*CONSIGNES DE LA TÂCHE*.
Recopiez l'ensemble des données en substituant « coarse mask » à « rough mask » partout où cette expression figure. Ne modifiez rien d'autre.

*DONNÉES DISPONIBLES*.
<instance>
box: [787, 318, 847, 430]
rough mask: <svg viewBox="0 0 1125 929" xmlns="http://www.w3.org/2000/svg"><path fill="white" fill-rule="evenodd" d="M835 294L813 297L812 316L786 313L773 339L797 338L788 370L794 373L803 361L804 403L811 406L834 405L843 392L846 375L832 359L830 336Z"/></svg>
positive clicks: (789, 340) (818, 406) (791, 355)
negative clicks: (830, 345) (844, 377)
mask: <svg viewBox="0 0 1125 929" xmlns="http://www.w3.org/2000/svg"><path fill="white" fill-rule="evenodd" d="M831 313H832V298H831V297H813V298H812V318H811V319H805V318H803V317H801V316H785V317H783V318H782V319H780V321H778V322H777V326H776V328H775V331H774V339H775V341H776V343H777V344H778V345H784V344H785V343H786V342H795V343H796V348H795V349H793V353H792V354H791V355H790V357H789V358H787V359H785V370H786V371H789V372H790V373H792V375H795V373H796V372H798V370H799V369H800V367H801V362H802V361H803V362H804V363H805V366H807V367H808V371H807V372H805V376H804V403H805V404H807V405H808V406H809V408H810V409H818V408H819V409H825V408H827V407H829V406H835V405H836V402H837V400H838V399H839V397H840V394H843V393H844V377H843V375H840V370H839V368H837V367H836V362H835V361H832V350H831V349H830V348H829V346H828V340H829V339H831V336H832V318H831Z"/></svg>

*ESPACE DE RÉPONSE*.
<instance>
box: [787, 318, 847, 430]
coarse mask: <svg viewBox="0 0 1125 929" xmlns="http://www.w3.org/2000/svg"><path fill="white" fill-rule="evenodd" d="M835 294L813 297L812 316L786 313L773 339L797 338L788 370L794 373L803 361L804 403L811 406L834 405L843 392L846 375L832 359L830 336Z"/></svg>
positive clicks: (789, 340) (818, 406) (791, 355)
negative clicks: (830, 345) (844, 377)
mask: <svg viewBox="0 0 1125 929" xmlns="http://www.w3.org/2000/svg"><path fill="white" fill-rule="evenodd" d="M831 313H832V298H831V297H813V298H812V318H811V319H805V318H803V317H801V316H785V317H783V318H782V319H780V321H778V322H777V326H776V328H775V331H774V339H775V341H776V343H777V344H778V345H784V344H785V343H786V342H795V343H796V348H795V349H793V353H792V354H791V355H790V357H789V358H787V359H785V370H786V371H789V372H790V373H792V375H795V373H796V372H798V370H799V369H800V367H801V362H802V361H803V362H804V363H805V366H807V367H808V371H807V372H805V376H804V403H805V404H807V405H808V406H809V408H810V409H818V408H819V409H825V408H827V407H829V406H835V405H836V402H837V400H838V399H839V397H840V394H843V393H844V377H843V375H840V370H839V368H837V367H836V362H835V361H832V350H831V349H830V348H829V346H828V340H829V339H831V336H832V318H831Z"/></svg>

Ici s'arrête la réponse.